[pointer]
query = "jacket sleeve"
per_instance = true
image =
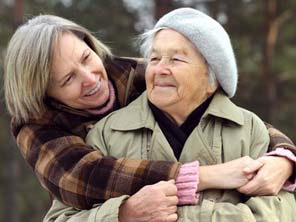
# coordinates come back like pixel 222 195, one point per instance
pixel 252 209
pixel 106 212
pixel 264 208
pixel 279 139
pixel 80 176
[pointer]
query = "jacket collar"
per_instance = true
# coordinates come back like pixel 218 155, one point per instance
pixel 222 107
pixel 139 115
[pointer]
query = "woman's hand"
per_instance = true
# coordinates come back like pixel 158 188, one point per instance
pixel 270 178
pixel 157 202
pixel 229 175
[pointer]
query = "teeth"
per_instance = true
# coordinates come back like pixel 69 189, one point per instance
pixel 94 90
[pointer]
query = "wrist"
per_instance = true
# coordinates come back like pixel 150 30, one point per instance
pixel 123 215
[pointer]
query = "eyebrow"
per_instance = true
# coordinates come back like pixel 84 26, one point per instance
pixel 61 81
pixel 171 51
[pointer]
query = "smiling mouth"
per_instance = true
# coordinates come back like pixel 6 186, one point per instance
pixel 95 89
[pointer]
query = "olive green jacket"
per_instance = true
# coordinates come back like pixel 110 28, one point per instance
pixel 225 132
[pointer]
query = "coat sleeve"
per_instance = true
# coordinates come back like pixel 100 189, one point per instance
pixel 80 176
pixel 251 209
pixel 106 212
pixel 279 139
pixel 264 208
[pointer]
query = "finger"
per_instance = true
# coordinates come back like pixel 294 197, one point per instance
pixel 172 217
pixel 169 189
pixel 253 167
pixel 171 209
pixel 172 200
pixel 249 188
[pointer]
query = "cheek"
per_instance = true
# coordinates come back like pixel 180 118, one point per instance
pixel 149 79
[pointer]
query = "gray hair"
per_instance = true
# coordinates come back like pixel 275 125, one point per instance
pixel 145 41
pixel 29 58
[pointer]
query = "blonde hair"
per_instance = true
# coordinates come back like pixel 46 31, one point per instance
pixel 29 58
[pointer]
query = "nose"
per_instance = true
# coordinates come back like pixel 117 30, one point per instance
pixel 87 77
pixel 162 67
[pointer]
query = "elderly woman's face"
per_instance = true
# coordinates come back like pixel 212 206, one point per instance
pixel 177 75
pixel 78 77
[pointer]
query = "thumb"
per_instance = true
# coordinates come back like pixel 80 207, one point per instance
pixel 172 181
pixel 253 167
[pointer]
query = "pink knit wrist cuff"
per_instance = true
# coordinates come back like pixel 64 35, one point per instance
pixel 187 182
pixel 289 185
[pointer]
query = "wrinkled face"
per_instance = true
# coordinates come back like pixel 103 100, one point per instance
pixel 78 77
pixel 176 75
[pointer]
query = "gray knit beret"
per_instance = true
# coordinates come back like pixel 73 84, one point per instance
pixel 210 39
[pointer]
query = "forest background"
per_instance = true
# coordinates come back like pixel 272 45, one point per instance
pixel 263 34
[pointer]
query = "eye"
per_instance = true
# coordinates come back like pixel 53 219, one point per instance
pixel 177 59
pixel 153 59
pixel 86 56
pixel 68 79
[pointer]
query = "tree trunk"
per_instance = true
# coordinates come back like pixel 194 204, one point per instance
pixel 11 210
pixel 270 36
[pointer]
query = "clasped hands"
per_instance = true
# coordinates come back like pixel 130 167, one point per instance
pixel 158 202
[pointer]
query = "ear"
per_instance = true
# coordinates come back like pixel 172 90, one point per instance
pixel 212 88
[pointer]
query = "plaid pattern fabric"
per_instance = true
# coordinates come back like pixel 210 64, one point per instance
pixel 72 171
pixel 80 176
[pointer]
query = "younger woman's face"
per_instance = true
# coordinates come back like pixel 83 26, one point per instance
pixel 78 77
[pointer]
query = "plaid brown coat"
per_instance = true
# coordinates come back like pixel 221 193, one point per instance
pixel 80 176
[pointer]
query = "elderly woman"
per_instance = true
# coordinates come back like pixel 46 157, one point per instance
pixel 72 89
pixel 186 115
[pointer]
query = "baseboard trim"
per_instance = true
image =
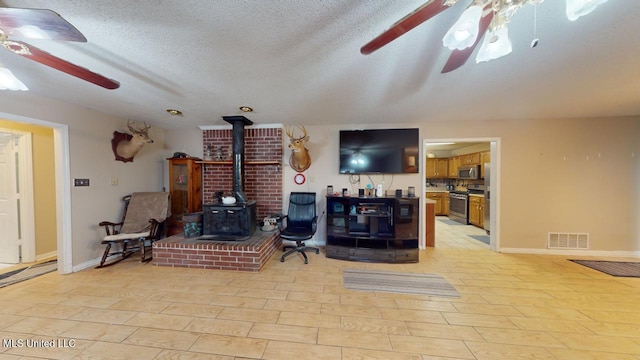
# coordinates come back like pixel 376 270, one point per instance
pixel 572 252
pixel 48 255
pixel 86 265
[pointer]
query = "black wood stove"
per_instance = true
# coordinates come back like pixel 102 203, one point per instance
pixel 236 221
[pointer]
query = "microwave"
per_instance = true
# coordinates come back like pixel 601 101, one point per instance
pixel 469 172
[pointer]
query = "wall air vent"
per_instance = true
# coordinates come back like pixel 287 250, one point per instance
pixel 557 240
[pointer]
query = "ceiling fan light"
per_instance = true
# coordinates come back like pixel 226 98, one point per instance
pixel 465 31
pixel 495 45
pixel 578 8
pixel 8 81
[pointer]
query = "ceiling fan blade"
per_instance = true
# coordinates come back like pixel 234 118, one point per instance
pixel 43 57
pixel 38 24
pixel 460 57
pixel 417 17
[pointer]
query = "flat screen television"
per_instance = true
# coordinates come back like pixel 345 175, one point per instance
pixel 385 151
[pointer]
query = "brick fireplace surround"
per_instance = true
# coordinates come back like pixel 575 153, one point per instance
pixel 263 183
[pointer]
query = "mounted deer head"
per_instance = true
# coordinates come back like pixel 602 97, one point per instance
pixel 126 146
pixel 300 159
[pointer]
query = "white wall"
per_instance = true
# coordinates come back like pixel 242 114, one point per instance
pixel 90 156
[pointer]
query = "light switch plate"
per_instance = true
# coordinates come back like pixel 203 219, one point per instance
pixel 80 182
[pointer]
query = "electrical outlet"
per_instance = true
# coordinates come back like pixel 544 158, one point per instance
pixel 80 182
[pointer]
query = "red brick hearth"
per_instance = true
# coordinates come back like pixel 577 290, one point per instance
pixel 248 255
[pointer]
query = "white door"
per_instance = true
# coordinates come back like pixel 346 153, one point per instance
pixel 10 234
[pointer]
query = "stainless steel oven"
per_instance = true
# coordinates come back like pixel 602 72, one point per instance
pixel 459 207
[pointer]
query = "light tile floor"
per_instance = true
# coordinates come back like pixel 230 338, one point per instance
pixel 511 307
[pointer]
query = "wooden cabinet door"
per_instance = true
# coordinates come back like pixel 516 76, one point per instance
pixel 437 197
pixel 431 168
pixel 185 188
pixel 485 158
pixel 474 210
pixel 454 162
pixel 437 168
pixel 481 213
pixel 442 168
pixel 470 159
pixel 445 204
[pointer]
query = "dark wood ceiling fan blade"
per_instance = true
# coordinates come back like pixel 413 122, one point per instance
pixel 417 17
pixel 460 57
pixel 45 58
pixel 38 24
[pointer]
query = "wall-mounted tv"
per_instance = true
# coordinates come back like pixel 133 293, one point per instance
pixel 386 151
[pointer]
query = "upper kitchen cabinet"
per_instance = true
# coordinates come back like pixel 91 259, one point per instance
pixel 485 158
pixel 470 159
pixel 437 168
pixel 454 162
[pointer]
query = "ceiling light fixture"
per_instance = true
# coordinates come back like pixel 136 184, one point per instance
pixel 464 32
pixel 174 112
pixel 8 81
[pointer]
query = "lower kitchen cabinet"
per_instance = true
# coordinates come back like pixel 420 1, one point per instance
pixel 476 211
pixel 442 202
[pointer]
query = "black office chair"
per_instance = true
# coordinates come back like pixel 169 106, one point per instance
pixel 299 224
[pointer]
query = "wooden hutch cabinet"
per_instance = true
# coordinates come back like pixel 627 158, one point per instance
pixel 185 187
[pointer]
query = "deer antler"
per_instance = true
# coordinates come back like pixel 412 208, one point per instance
pixel 291 134
pixel 141 130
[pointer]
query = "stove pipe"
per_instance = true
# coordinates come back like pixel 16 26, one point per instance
pixel 238 123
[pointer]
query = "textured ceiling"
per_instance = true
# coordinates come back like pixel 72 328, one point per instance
pixel 298 62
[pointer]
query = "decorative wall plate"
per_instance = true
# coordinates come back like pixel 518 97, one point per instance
pixel 299 179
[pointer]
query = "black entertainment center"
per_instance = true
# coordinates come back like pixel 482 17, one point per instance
pixel 376 229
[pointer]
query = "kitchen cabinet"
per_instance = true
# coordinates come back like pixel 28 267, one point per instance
pixel 476 211
pixel 185 187
pixel 485 158
pixel 439 198
pixel 445 204
pixel 437 168
pixel 470 159
pixel 454 162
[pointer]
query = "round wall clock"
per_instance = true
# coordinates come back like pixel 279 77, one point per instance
pixel 299 179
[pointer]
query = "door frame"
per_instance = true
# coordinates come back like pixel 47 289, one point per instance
pixel 494 210
pixel 62 186
pixel 27 212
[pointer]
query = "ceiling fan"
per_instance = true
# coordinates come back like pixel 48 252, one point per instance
pixel 45 24
pixel 479 17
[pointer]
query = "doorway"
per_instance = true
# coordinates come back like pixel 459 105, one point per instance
pixel 447 147
pixel 62 187
pixel 17 240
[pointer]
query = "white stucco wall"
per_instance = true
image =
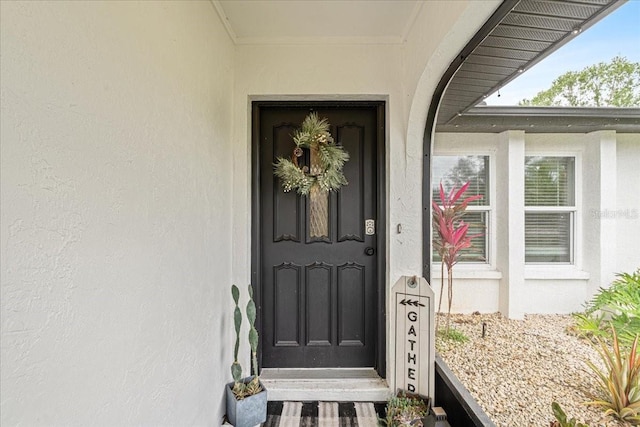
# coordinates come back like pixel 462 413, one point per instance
pixel 606 229
pixel 627 212
pixel 404 75
pixel 115 229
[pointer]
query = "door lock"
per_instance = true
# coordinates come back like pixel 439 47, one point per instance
pixel 370 227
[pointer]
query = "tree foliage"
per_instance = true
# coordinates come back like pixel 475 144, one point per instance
pixel 606 84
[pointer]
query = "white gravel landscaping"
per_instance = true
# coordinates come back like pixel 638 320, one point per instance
pixel 521 366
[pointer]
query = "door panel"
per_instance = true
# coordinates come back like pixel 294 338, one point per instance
pixel 318 295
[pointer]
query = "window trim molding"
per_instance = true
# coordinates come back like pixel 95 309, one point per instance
pixel 577 209
pixel 491 242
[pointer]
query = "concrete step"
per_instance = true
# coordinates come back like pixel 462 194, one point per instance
pixel 333 385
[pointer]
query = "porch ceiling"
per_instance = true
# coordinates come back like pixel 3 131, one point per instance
pixel 529 32
pixel 313 21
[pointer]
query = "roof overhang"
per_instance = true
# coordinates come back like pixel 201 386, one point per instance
pixel 526 33
pixel 544 120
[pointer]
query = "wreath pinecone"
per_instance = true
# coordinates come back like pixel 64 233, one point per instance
pixel 313 135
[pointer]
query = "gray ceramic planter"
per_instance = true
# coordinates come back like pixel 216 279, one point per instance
pixel 248 412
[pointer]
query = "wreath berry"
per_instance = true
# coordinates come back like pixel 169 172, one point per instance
pixel 327 173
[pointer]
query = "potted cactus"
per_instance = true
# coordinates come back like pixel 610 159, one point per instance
pixel 246 397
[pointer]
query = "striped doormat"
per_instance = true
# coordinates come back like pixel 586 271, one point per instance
pixel 324 414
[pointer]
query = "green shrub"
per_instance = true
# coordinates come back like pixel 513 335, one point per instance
pixel 619 306
pixel 403 410
pixel 561 418
pixel 619 393
pixel 452 335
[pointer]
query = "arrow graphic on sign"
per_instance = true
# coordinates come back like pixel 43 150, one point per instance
pixel 411 302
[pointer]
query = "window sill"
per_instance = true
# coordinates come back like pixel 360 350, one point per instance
pixel 555 272
pixel 477 272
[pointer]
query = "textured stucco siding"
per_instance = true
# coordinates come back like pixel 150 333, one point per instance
pixel 606 222
pixel 116 187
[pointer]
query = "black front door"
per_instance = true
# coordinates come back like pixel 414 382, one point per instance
pixel 319 294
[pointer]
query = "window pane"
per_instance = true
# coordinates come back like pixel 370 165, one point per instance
pixel 477 221
pixel 457 170
pixel 547 236
pixel 549 181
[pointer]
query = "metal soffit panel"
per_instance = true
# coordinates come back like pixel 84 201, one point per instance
pixel 532 30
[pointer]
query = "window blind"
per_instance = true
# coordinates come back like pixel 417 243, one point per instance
pixel 549 181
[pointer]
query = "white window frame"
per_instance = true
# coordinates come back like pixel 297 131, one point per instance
pixel 575 250
pixel 490 236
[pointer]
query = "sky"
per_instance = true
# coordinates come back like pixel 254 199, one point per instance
pixel 616 34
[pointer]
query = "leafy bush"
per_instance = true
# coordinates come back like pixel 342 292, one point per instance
pixel 403 410
pixel 453 335
pixel 561 418
pixel 619 306
pixel 619 381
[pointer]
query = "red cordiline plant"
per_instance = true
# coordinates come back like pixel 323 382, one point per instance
pixel 451 235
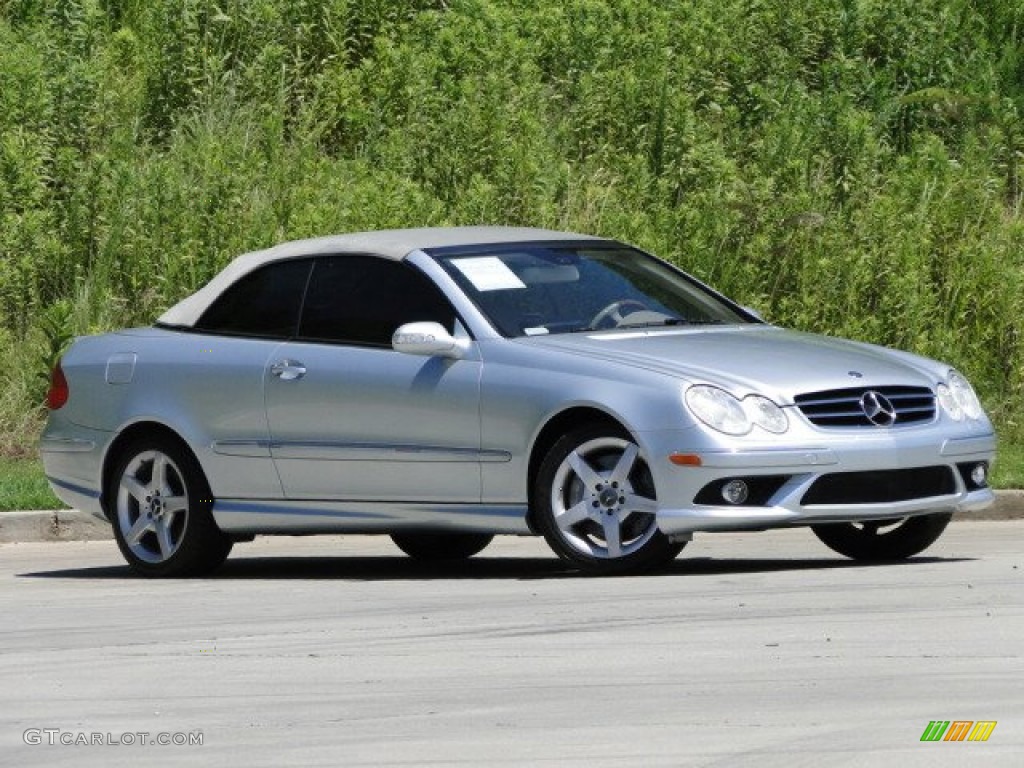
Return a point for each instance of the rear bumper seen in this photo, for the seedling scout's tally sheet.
(73, 458)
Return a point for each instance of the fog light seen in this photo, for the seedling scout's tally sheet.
(735, 492)
(979, 475)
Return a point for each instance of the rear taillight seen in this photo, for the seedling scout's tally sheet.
(58, 392)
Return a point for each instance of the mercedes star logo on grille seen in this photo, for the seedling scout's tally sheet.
(878, 409)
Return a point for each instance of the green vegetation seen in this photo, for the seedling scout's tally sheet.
(23, 485)
(851, 167)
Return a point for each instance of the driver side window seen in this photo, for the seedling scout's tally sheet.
(361, 300)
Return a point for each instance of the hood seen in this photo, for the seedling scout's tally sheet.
(769, 360)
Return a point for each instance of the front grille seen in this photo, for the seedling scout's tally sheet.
(842, 408)
(881, 486)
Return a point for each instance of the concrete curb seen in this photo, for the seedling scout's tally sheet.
(72, 525)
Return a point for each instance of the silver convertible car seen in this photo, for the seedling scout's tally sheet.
(446, 385)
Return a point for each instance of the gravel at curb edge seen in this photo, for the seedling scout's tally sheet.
(72, 525)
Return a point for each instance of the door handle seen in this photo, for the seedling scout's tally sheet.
(288, 370)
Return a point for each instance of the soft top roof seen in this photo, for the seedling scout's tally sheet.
(391, 244)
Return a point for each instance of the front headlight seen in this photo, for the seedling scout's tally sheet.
(958, 398)
(722, 412)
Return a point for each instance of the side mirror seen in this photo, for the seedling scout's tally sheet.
(428, 339)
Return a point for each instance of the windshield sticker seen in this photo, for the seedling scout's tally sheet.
(488, 273)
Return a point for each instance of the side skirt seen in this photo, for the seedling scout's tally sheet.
(254, 516)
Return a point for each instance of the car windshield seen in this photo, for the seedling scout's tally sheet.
(538, 289)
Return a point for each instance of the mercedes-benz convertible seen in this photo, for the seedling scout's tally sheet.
(446, 385)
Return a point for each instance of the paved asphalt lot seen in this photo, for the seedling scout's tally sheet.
(754, 650)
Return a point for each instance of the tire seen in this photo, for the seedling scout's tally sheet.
(441, 546)
(160, 505)
(883, 540)
(595, 504)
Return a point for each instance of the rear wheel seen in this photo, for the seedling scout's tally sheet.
(596, 504)
(883, 540)
(441, 546)
(161, 510)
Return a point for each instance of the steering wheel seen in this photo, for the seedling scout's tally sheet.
(613, 312)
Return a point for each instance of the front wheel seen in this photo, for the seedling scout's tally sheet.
(162, 511)
(595, 504)
(441, 545)
(883, 540)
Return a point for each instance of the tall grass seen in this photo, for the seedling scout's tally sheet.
(848, 166)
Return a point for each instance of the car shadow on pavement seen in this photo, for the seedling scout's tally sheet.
(402, 568)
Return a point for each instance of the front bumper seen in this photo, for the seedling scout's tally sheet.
(851, 459)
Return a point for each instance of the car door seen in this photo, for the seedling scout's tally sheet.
(235, 339)
(352, 419)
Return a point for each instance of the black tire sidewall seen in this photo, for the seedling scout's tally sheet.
(909, 538)
(441, 545)
(203, 546)
(655, 553)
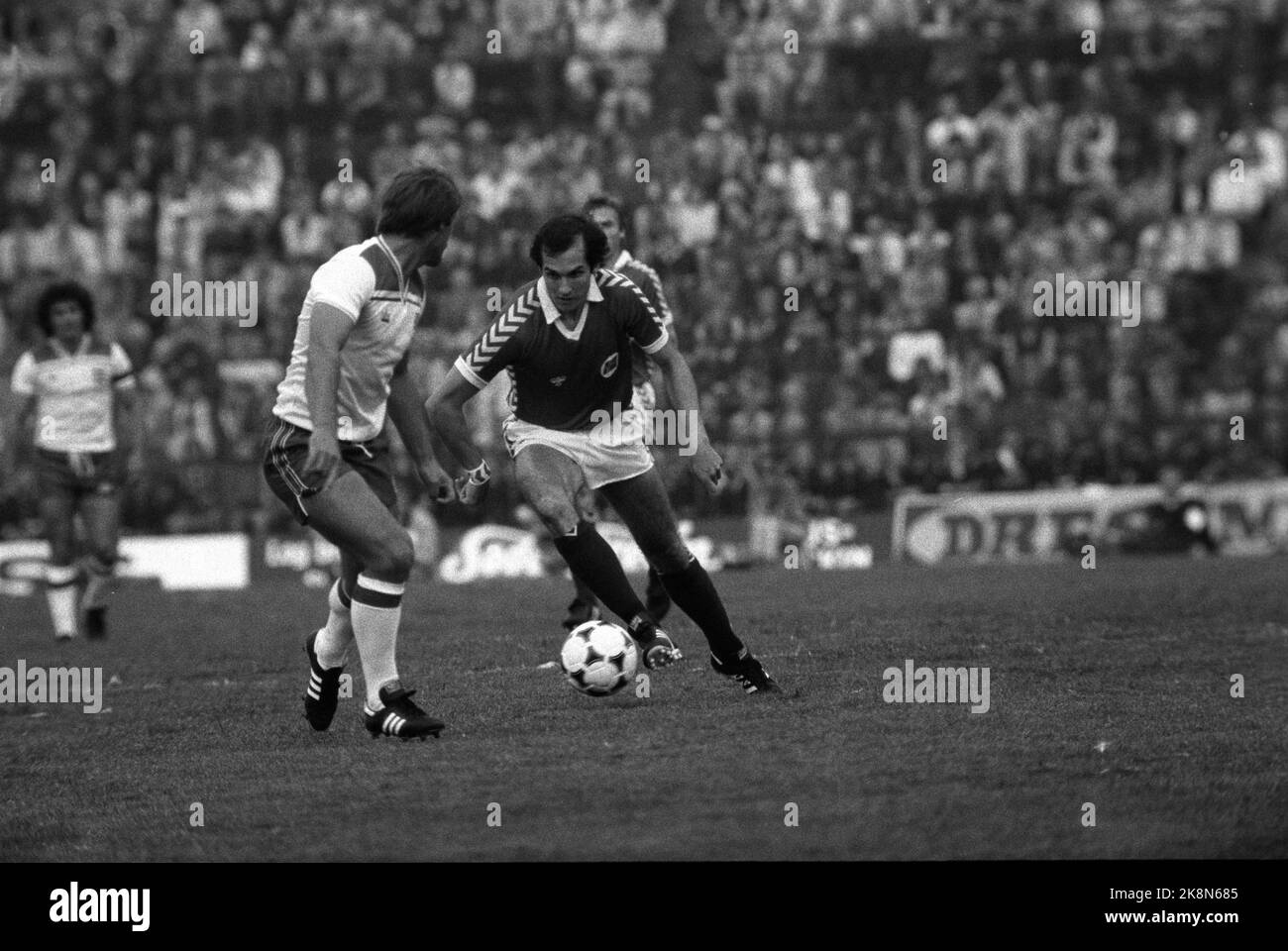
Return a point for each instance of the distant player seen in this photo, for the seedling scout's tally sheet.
(567, 341)
(608, 215)
(327, 454)
(78, 399)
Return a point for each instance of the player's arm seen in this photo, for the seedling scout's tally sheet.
(404, 411)
(683, 390)
(657, 296)
(446, 412)
(494, 350)
(24, 388)
(125, 416)
(644, 325)
(329, 329)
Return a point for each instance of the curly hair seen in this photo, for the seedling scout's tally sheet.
(417, 201)
(56, 294)
(559, 234)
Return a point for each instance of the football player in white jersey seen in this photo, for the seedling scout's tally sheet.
(77, 405)
(326, 451)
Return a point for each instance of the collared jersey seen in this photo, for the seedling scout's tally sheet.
(562, 376)
(73, 392)
(647, 279)
(365, 282)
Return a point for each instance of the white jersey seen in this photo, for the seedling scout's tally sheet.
(73, 392)
(366, 282)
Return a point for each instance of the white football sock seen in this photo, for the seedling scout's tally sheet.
(375, 613)
(60, 594)
(334, 639)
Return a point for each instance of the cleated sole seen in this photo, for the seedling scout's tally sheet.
(661, 658)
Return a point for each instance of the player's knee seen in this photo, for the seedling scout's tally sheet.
(102, 560)
(666, 553)
(557, 514)
(585, 505)
(393, 560)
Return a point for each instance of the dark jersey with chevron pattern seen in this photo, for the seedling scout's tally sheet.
(563, 375)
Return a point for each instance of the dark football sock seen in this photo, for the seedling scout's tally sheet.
(584, 594)
(593, 562)
(694, 593)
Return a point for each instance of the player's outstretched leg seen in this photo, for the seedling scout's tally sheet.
(585, 604)
(645, 509)
(657, 600)
(550, 480)
(56, 510)
(351, 515)
(101, 514)
(60, 594)
(327, 650)
(584, 607)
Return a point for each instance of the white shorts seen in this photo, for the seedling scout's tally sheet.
(603, 458)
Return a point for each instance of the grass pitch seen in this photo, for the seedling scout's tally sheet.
(1111, 687)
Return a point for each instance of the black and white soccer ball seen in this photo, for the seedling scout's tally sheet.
(599, 658)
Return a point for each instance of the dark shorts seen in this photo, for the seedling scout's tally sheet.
(286, 448)
(77, 474)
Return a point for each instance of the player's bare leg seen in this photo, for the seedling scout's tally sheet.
(550, 480)
(56, 510)
(585, 604)
(102, 518)
(349, 515)
(643, 505)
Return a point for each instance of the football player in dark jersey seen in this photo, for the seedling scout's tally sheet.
(567, 342)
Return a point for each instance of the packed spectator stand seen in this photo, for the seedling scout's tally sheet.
(850, 205)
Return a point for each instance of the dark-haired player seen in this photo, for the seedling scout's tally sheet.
(610, 219)
(78, 399)
(326, 451)
(567, 343)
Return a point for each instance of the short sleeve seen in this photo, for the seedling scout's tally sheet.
(643, 324)
(346, 283)
(500, 344)
(24, 381)
(123, 370)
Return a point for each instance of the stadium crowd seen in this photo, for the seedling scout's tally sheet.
(850, 204)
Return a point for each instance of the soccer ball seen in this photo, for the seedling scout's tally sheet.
(599, 658)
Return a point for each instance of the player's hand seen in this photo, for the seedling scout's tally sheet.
(706, 466)
(322, 466)
(472, 487)
(438, 482)
(132, 462)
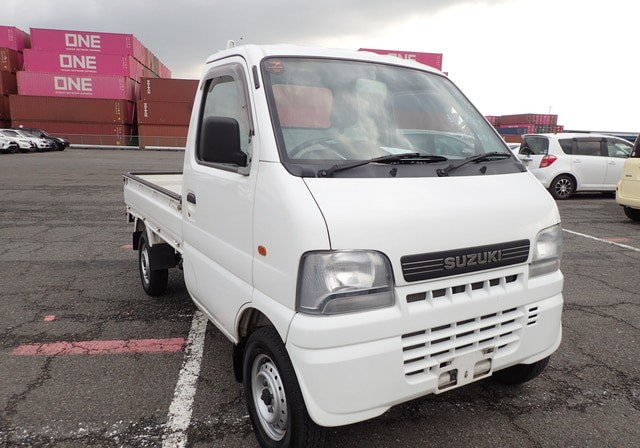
------------------------------------------------------------
◆ Exercise
Go over the listing above and copy out each line that includes "mounted".

◆ Problem solution
query = "mounted deer head"
query = "wall-mounted tv"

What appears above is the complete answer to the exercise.